▶ [TEXT PASSAGE]

╭──

If you see and speak to your ex during pick up and drop off times, keep communications concise and to the point.
Be Respectful of Each Other’s Time
Schedule a time to have a bi-weekly or monthly co-parent check-in. Use this time to discuss what the kids have going on over the next few weeks or months.
Things You Might Need to Communicate with Your Co-Parent About
- Schedule Changes
- Children’s Appointments
- Extra Curricular Activities
- Health Care
- Medical Insurance
- Child-Related Expenses
When it comes to co-parenting communications, one of the best things you can do is never communicate through your children. Avoid sending messages to your ex through the kids because it places them in the middle of your conflict, causing emotional distress.
Communicating with your co-parent through your children will only manifest unhealthy outcomes for your kids and your co-parenting relationship. It can also put unnecessary responsibility on them that is meant for adults, leading to miscommunication. Bottom line…leave the adult communication to the adults.
Cooperation: Cooperative Co-Parenting is in Everyone’s Best Interest
Being a cooperative co-parent makes for a healthy family atmosphere. We all want our children to thrive. Whether your kids are at your house or your ex’s, you want them to be healthy and happy.

╰──

▶ [EXERCISE TASKS]
A – Copy the co-parenting passage word for word from "If you see and" to "causing emotional distress.".
B – List every item the co-parenting passage names as something you might need to communicate with your co-parent about.

▶ [GIVEN ENTRIES]
╭──

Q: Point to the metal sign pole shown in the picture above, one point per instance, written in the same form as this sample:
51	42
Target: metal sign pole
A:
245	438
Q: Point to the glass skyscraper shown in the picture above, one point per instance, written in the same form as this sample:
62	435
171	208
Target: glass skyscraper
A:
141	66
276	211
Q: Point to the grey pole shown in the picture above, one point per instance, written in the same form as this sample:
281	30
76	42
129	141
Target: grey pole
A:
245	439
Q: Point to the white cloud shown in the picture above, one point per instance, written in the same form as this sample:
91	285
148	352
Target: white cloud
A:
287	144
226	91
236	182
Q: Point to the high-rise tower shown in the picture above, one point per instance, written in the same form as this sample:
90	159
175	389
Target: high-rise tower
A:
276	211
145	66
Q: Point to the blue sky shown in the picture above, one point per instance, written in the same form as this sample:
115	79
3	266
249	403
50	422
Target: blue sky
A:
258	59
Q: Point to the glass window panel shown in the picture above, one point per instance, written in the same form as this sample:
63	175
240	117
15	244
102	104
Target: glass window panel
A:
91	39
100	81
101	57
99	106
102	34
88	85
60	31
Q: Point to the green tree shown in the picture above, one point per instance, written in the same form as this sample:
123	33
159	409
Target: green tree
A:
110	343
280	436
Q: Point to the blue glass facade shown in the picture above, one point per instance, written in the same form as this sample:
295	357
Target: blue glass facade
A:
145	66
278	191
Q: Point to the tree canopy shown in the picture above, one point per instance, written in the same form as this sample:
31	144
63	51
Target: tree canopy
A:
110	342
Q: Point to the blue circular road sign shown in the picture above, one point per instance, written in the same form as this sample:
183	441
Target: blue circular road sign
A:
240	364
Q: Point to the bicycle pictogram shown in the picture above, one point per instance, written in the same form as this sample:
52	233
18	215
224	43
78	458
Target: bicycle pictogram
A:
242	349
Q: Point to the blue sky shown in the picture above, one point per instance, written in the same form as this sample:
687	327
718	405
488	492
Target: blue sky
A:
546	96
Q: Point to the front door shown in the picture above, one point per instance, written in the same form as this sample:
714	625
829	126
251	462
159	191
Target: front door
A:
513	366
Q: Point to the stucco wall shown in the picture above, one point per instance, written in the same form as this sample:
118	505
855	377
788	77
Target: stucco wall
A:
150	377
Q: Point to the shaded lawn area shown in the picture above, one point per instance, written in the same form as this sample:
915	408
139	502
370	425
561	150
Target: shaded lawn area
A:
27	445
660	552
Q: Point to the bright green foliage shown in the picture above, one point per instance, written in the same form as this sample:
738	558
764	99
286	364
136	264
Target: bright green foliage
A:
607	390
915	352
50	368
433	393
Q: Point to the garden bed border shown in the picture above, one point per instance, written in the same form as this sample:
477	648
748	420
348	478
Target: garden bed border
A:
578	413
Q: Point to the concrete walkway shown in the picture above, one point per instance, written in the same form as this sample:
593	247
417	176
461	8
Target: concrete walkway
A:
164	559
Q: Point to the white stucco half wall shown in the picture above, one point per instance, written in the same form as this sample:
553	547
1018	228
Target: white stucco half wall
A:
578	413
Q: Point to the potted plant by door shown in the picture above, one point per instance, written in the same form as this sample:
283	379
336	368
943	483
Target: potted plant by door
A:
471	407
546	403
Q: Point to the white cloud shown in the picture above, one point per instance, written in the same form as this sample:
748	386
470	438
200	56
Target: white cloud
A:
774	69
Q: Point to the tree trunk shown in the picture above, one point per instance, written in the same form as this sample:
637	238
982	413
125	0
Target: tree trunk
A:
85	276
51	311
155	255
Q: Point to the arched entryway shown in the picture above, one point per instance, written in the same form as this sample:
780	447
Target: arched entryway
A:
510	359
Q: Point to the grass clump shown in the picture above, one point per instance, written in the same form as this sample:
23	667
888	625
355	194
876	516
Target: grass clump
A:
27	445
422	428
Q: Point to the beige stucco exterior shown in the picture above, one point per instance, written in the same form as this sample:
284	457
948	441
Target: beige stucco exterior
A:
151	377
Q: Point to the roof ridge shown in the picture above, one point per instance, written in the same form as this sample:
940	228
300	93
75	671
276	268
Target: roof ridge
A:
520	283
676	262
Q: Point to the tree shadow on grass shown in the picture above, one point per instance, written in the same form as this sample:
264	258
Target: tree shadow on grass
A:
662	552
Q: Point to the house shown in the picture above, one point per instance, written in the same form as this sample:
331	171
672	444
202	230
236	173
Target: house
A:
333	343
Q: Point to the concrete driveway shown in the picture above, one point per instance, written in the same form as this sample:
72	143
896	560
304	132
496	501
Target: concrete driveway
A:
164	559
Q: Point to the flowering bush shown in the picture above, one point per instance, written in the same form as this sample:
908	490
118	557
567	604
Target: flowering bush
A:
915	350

╰──

▶ [SOLUTIONS BY TASK]
A –
If you see and speak to your ex during pick up and drop off times, keep communications concise and to the point.
Be Respectful of Each Other’s Time
Schedule a time to have a bi-weekly or monthly co-parent check-in. Use this time to discuss what the kids have going on over the next few weeks or months.
Things You Might Need to Communicate with Your Co-Parent About
- Schedule Changes
- Children’s Appointments
- Extra Curricular Activities
- Health Care
- Medical Insurance
- Child-Related Expenses
When it comes to co-parenting communications, one of the best things you can do is never communicate through your children. Avoid sending messages to your ex through the kids because it places them in the middle of your conflict, causing emotional distress.

B –
- Schedule Changes
- Children's Appointments
- Extra Curricular Activities
- Health Care
- Medical Insurance
- Child-Related Expenses